## Problem to solve
Reproduce the entries from the line containing "Where can the wooden" through the last line of the entries, swapping "wooden door" for "shower curtain" and changing nothing else.

Excerpts from a location annotation dataset
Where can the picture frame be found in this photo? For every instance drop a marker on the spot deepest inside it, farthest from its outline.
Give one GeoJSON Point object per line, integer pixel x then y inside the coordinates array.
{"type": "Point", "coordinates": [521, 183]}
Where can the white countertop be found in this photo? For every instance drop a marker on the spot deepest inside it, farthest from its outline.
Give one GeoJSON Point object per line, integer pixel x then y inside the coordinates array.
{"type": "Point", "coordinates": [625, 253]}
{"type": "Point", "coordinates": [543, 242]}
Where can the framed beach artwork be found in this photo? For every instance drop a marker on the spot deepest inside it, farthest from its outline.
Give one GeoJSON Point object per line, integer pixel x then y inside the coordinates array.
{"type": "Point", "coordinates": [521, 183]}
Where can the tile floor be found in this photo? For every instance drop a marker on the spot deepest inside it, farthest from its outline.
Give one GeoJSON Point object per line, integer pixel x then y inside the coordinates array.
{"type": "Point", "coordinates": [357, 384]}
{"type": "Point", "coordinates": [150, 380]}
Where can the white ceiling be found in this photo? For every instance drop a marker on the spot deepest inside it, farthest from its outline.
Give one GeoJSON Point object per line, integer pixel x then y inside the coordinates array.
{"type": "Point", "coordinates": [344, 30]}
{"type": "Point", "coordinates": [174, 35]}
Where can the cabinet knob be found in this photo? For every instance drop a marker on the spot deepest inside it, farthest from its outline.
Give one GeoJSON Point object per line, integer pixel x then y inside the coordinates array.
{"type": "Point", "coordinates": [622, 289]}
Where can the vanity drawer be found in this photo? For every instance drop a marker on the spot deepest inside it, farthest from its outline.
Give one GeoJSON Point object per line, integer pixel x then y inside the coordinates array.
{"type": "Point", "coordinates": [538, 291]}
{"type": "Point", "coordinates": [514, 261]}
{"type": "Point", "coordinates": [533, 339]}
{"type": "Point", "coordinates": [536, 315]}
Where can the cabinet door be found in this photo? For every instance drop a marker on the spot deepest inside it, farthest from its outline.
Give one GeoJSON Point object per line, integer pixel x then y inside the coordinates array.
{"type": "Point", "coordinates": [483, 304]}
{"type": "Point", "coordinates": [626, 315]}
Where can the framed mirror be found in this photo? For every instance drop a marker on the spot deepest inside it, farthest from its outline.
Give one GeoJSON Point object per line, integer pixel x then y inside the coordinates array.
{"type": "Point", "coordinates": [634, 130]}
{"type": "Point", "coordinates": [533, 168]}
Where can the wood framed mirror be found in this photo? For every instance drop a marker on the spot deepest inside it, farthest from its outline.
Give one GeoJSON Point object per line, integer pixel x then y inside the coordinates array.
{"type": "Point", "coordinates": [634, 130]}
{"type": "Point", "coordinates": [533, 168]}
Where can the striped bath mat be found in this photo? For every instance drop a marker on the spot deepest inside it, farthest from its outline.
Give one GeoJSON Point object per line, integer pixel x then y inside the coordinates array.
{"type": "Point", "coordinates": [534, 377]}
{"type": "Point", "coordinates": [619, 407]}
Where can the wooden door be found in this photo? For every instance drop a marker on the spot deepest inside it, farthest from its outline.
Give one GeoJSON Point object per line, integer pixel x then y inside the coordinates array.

## Expected output
Where can the shower curtain be found in this photo? For every instance drop a marker on the spot deepest inside it, farthest from its outline.
Give one GeoJSON Point object per line, integer pixel x then y inside the coordinates array.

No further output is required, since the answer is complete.